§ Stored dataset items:
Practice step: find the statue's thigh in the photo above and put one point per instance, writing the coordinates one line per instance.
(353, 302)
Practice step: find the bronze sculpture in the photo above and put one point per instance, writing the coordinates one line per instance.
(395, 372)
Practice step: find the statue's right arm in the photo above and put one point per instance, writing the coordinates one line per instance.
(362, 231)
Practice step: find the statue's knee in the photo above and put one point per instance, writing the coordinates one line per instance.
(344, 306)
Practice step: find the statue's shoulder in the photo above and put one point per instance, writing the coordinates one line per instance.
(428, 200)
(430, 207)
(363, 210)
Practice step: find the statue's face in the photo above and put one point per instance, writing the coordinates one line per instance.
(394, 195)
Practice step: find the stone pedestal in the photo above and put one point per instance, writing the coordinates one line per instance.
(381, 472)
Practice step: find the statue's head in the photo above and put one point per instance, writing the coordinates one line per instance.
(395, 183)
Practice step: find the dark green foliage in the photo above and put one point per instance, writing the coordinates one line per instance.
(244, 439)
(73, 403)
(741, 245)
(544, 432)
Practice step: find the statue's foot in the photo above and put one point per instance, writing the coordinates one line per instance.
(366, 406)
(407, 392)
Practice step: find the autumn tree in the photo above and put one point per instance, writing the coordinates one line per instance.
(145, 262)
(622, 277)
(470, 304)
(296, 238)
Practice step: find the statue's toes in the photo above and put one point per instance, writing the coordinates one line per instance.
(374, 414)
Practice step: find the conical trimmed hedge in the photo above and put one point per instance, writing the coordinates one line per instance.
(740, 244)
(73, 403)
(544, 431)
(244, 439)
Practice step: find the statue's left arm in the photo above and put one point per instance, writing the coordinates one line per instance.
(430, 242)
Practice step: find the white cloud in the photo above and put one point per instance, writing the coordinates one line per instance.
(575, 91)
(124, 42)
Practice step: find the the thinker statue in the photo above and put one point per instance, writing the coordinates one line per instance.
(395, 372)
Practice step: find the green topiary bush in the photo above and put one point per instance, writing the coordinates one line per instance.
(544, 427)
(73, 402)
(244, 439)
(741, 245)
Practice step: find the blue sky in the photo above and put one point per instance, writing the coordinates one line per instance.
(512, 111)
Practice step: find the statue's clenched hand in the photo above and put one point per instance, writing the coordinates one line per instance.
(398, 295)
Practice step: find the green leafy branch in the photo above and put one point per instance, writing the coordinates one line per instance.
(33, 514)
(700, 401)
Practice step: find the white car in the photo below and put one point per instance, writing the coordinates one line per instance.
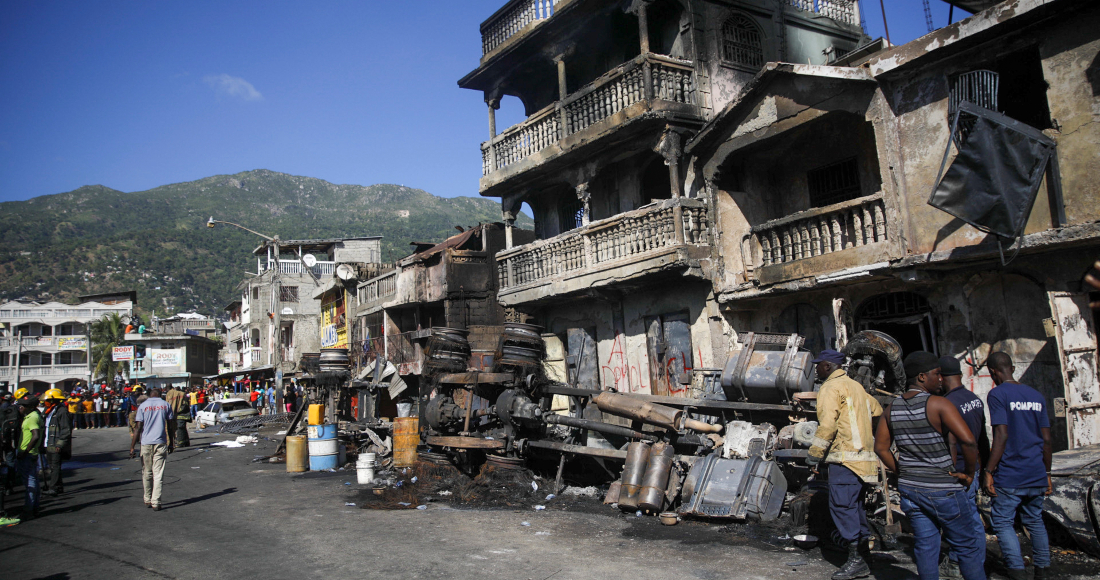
(224, 412)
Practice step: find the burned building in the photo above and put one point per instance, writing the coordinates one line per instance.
(620, 274)
(942, 193)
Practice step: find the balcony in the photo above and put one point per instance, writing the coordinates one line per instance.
(295, 266)
(516, 17)
(644, 85)
(821, 240)
(664, 234)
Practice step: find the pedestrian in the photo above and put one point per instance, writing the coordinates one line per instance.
(26, 456)
(155, 426)
(974, 413)
(1018, 462)
(844, 441)
(58, 440)
(933, 493)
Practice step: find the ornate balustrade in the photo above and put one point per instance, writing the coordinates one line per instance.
(513, 18)
(631, 234)
(821, 231)
(670, 79)
(838, 10)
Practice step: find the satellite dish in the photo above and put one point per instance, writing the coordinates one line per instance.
(345, 272)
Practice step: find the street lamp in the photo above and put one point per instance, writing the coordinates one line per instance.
(276, 315)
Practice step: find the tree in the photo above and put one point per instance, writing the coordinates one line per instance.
(108, 332)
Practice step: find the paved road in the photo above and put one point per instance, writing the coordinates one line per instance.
(228, 517)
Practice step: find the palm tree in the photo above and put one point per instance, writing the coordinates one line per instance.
(108, 332)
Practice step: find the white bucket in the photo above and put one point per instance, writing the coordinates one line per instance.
(323, 447)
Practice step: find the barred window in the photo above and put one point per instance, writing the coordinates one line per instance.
(741, 42)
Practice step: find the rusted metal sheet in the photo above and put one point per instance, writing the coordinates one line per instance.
(1077, 350)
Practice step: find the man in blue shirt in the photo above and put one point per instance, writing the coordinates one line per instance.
(155, 425)
(1018, 473)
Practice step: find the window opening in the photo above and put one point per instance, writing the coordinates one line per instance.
(833, 184)
(741, 42)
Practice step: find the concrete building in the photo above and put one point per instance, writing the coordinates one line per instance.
(45, 343)
(305, 267)
(167, 360)
(820, 177)
(620, 273)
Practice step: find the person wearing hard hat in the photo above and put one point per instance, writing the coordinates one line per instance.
(58, 440)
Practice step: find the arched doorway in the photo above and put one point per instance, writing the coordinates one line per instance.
(903, 315)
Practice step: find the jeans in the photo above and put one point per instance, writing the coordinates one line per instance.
(931, 512)
(846, 503)
(979, 526)
(153, 458)
(29, 471)
(1029, 502)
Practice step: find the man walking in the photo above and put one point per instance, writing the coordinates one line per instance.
(155, 426)
(26, 456)
(58, 440)
(974, 414)
(1018, 473)
(844, 440)
(933, 493)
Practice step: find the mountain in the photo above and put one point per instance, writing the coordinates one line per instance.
(96, 239)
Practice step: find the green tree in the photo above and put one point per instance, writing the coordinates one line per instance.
(108, 332)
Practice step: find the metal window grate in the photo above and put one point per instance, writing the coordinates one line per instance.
(833, 184)
(741, 42)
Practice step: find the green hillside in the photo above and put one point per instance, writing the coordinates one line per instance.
(97, 239)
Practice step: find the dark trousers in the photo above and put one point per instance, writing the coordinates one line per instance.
(53, 468)
(846, 503)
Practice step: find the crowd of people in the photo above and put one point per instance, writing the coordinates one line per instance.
(933, 439)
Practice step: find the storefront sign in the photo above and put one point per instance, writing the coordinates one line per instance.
(72, 342)
(166, 357)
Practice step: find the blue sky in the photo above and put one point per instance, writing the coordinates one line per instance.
(135, 95)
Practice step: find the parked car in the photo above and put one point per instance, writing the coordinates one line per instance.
(224, 412)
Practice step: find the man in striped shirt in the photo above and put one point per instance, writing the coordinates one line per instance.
(933, 493)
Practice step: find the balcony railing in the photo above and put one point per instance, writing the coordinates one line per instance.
(295, 266)
(670, 79)
(821, 231)
(378, 287)
(838, 10)
(602, 243)
(513, 18)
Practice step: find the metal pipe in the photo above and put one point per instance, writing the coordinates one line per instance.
(580, 449)
(598, 426)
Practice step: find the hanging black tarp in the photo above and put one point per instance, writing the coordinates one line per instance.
(993, 179)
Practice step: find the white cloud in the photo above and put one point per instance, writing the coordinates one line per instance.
(233, 87)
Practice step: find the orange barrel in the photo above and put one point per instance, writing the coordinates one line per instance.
(406, 437)
(317, 414)
(297, 453)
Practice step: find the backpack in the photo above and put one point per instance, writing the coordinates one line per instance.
(11, 429)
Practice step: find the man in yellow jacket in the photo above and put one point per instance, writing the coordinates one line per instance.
(845, 440)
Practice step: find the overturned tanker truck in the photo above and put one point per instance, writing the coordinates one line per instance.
(736, 452)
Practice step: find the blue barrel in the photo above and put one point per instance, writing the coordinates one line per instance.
(322, 447)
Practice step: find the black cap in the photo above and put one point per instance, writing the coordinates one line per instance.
(949, 367)
(920, 362)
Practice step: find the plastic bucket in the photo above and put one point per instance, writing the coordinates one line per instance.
(321, 431)
(406, 438)
(322, 447)
(297, 458)
(322, 462)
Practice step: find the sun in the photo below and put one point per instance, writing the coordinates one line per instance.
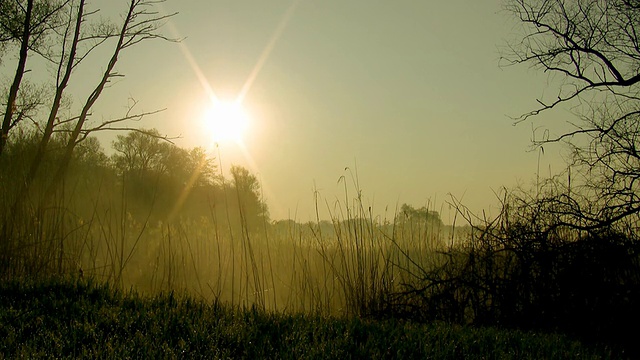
(226, 121)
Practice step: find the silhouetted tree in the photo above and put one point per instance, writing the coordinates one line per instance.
(591, 47)
(253, 211)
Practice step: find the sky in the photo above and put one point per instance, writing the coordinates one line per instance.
(409, 95)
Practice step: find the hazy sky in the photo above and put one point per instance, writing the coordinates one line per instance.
(409, 92)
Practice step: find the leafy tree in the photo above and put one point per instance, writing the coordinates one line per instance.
(139, 152)
(252, 210)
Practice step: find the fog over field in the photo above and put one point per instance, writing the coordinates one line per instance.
(474, 163)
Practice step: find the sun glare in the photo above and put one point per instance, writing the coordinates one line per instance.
(226, 121)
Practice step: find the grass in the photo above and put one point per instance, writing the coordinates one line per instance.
(84, 319)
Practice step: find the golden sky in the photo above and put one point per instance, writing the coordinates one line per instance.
(408, 92)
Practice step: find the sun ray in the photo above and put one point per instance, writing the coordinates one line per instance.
(268, 49)
(264, 55)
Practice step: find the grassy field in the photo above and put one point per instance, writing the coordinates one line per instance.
(80, 319)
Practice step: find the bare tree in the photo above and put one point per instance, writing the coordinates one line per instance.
(593, 48)
(75, 34)
(27, 23)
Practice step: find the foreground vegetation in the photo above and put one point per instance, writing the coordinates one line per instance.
(79, 319)
(561, 258)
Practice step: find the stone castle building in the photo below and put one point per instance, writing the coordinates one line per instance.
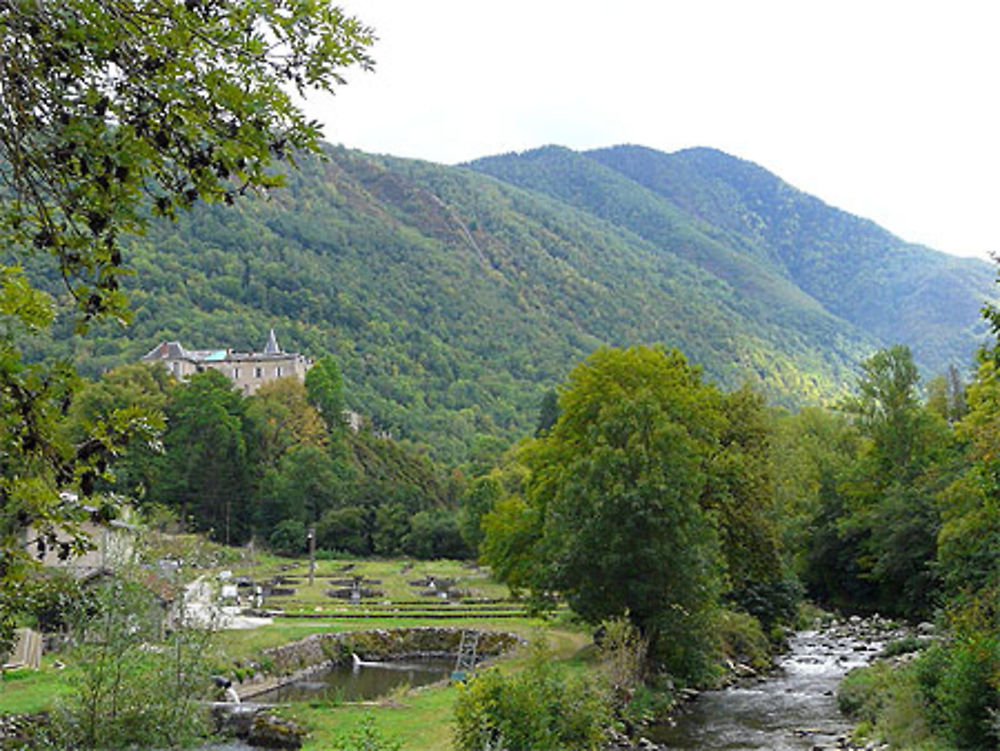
(247, 370)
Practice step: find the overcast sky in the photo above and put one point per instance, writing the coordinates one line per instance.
(886, 109)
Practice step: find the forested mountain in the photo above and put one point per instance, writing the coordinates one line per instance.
(454, 297)
(761, 227)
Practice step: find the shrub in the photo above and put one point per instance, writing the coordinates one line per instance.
(537, 709)
(288, 537)
(959, 685)
(743, 639)
(367, 737)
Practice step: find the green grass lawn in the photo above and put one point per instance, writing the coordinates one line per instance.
(420, 718)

§ Your goal: Every line from the one containing "Practice step: find the green grass" to the end of the entries must be set down exactly, with none omitted and none added.

§ Answer space:
Practice step: find the green grass lawn in the photo above and put one point per instance, writing the coordinates one line per instance.
(420, 718)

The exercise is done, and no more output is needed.